» TEXTO DADO
------------------------------

Orestes Lorenzo era un héroe de guerra en Cuba. Pero un día se hartó del régimen comunista y enfiló su poderoso MiG 23BN hacia los Estados Unidos. Como el castrismo no dejaba salir a su mujer y a sus hijos y lo desafió a regresar, tomó una valiente determinación: ir a buscarlos él mismo en una arriesgada misión
Por Alberto
Amato
Orestes
Lorenzo en su arribo a la Base Aérea de Boca Chica, en los cayos de Florida, el
20 de marzo de 1991.
La flamante revuelta popular en Cuba en reclamo de libertad, y la represión desatada por el régimen del presidente Miguel Díaz-Canel, abrió un interrogante todavía sin respuesta: cómo es que Cuba se convirtió en lo que siempre combatió. Pero también, lejos de los laberintos de la sociología y la política, volvieron a la luz antiguas historias, héroes olvidados, disidentes perseguidos: sombras; la otra cara de sesenta años de comunismo en una isla que, en algún momento, emborrachó de esperanzas a gran parte del continente. Esa es otra historia.
La
que sigue es una historia de amor, como tantas. De amor a prueba de balas, como
pocas. Empezó en el cielo de La Habana, hace veintinueve años, con un vuelo de
deserción, y terminó diecinueve meses después, con otro prodigioso vuelo de
rescate familiar, cerca del centro turístico de Varadero.
El
20 de marzo de 1991, el mayor de la Fuerza Aérea cubana Orestes Lorenzo, cambió
de pronto los planes de su rutinario vuelo de entrenamiento: giró los “cuernos”
de su avión y enfiló la nariz de su MiG 23BN hacia el norte. El mayor Lorenzo
piloteaba el que era en ese entonces el más moderno y poderoso caza bombardero
cubano, un símbolo del poder aéreo soviético y de la ayuda que la URSS daba al
régimen de Fidel Castro, una ayuda que pronto se iba a terminar.
En
vuelo hacia el norte, Lorenzo lo arriesgó todo: voló a ras de las olas para no
ser detectado por los radares cubanos y americanos: Estados Unidos estaba a
sólo 150 kilómetros de distancia. En poco más de diez minutos, el MIG de
Lorenzo, y Lorenzo, aterrizaron en la base naval de Boca Chica, en los cayos
Florida. No hay registros de la sorpresa que el avión ruso provocó en los
militares americanos, sí la hay de los pasos que siguió Lorenzo en tierra:
abrió el techo de su cabina, saltó desde lo alto a tierra, se puso en posición
militar de firmes y alzó las manos. Y pidió asilo político.

------------------------------

» QUÉ HACER
1 - Indique si cada afirmación concuerda con el texto y cite las palabras exactas que lo deciden.
(a) Lorenzo desertó durante un vuelo de entrenamiento.
(b) Estados Unidos estaba a 300 kilómetros de distancia.
(c) Tras aterrizar, Lorenzo pidió asilo político.
2 - Responda con datos del texto:
(a) ¿Qué rango tenía Orestes Lorenzo en la Fuerza Aérea cubana?
(b) ¿Cuánto tiempo después del vuelo de deserción terminó la historia?
(c) ¿Cerca de qué centro turístico se hizo el vuelo de rescate familiar?
3 - Por favor, enumere todas las personas que el texto menciona por su nombre.

------------------------------

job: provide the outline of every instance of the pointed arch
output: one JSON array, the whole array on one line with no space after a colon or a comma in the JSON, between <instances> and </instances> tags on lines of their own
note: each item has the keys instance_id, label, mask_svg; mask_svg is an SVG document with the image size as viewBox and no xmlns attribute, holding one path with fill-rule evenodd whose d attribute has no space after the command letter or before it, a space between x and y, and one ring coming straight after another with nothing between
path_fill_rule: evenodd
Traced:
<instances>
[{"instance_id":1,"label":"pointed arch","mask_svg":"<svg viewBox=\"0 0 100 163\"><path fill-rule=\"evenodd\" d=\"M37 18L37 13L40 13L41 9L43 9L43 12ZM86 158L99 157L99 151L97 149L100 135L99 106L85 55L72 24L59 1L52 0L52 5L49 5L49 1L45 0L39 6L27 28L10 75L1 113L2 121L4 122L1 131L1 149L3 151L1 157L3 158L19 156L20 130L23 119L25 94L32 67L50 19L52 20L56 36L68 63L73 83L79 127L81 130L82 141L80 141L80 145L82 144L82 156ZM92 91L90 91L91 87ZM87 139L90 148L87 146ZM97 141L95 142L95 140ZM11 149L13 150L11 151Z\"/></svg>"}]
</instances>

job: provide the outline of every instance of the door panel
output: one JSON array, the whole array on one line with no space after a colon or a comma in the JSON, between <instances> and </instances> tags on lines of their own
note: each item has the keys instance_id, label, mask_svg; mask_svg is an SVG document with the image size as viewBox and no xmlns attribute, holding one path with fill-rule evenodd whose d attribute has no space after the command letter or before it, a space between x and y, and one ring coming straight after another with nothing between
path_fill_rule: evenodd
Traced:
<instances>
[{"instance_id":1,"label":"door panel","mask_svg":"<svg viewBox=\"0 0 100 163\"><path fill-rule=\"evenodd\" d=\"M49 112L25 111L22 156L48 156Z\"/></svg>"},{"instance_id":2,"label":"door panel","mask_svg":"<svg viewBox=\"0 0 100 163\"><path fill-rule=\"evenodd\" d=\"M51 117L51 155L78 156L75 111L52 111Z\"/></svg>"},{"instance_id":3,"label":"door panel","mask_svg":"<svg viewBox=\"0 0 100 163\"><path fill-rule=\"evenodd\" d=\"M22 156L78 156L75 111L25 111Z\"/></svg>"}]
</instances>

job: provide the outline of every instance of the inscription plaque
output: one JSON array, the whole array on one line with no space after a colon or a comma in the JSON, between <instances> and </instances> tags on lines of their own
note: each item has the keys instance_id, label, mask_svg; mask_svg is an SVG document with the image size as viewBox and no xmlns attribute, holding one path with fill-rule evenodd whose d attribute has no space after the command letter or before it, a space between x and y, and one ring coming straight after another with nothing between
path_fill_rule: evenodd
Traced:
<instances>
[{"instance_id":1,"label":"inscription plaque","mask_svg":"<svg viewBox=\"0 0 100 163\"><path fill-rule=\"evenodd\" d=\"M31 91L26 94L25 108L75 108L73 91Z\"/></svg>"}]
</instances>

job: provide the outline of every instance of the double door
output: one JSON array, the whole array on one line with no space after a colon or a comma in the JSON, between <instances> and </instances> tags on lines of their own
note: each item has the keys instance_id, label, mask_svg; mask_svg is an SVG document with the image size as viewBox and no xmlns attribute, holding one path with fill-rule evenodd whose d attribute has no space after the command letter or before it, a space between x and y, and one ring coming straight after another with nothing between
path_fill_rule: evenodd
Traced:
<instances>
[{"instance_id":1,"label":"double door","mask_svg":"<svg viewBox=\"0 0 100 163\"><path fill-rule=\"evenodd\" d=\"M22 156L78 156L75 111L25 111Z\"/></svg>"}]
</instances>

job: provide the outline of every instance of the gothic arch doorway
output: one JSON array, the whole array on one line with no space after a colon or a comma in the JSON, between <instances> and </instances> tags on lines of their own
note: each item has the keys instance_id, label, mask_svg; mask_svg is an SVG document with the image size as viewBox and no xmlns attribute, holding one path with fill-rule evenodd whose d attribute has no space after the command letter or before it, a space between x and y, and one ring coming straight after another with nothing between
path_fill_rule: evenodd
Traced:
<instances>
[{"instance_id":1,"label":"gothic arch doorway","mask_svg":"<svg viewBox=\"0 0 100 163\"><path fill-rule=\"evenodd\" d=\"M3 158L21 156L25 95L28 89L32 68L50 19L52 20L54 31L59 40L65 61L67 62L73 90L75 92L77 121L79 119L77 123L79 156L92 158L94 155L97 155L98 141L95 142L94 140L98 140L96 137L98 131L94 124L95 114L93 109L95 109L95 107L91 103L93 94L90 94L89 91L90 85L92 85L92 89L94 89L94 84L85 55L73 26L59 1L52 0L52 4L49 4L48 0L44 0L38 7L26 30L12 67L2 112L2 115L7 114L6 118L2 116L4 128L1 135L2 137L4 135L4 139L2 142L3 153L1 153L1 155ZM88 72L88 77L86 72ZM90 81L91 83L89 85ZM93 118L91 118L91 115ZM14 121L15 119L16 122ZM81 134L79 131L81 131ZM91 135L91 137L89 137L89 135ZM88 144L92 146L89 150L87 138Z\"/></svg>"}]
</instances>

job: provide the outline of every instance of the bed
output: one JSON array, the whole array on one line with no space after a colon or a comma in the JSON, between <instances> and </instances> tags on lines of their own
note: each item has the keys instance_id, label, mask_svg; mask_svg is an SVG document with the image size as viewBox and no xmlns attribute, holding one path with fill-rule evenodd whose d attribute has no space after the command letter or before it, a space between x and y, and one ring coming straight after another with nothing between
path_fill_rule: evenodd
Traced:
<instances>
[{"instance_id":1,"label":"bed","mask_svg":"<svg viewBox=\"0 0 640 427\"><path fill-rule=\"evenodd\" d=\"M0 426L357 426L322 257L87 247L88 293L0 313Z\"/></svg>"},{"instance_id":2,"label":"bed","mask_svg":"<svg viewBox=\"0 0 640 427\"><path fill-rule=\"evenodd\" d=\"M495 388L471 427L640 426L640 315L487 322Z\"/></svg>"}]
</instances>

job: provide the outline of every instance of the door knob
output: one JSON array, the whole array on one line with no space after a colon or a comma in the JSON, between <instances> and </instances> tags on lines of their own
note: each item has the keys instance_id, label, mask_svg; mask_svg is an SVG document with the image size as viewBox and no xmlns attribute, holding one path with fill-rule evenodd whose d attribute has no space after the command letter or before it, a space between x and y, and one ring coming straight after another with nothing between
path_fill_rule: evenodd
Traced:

------------------------------

» SOLUCIONES DEL EJERCICIO
1 -
(a) Sí: "cambió de pronto los planes de su rutinario vuelo de entrenamiento".
(b) No: "Estados Unidos estaba a sólo 150 kilómetros de distancia".
(c) Sí: "Y pidió asilo político."

2 -
(a) Mayor.
(b) Diecinueve meses después.
(c) Varadero.

3 - Orestes Lorenzo, Alberto Amato, Miguel Díaz-Canel y Fidel Castro.